*EXERCISE BRIEF*. Add 113 to each coordinate in the answer points, and write out the material from its start through the line containing "point(379, 208)", inclusive, keeping the requests and omitting the pictures. Leave the numbers in the requests and their sample notation unchanged.

+===+

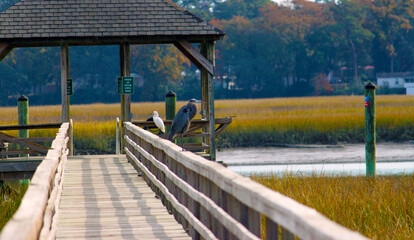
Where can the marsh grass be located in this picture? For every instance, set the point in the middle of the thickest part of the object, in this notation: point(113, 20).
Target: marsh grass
point(11, 194)
point(256, 122)
point(379, 208)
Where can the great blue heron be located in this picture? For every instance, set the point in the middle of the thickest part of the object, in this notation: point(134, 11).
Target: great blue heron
point(182, 120)
point(158, 121)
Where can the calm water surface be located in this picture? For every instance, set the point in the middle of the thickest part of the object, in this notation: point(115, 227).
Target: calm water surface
point(346, 159)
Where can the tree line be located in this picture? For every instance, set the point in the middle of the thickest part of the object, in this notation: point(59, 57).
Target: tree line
point(293, 49)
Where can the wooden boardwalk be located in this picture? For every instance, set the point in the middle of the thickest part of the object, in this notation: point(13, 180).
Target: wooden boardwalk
point(104, 198)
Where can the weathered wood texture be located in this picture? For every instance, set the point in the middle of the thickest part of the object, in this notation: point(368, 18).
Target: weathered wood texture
point(229, 205)
point(103, 197)
point(34, 211)
point(30, 126)
point(207, 95)
point(194, 55)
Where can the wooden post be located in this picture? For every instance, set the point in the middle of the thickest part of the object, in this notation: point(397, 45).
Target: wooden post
point(207, 95)
point(370, 139)
point(125, 57)
point(23, 118)
point(71, 149)
point(64, 59)
point(170, 107)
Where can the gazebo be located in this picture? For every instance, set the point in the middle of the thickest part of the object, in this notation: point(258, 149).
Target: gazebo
point(41, 23)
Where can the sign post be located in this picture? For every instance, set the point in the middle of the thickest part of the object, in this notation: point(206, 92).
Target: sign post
point(69, 86)
point(127, 85)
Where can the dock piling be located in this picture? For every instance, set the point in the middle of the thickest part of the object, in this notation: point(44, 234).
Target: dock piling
point(370, 126)
point(170, 107)
point(23, 118)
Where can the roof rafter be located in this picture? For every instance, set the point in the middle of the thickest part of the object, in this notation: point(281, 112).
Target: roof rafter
point(194, 55)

+===+

*FULL OUTPUT*.
Where can the marsh grass be located in this picture? For every instance, set the point in the middle of the thickest part of the object, in this notation: point(113, 20).
Target: marsh grass
point(124, 307)
point(369, 235)
point(492, 321)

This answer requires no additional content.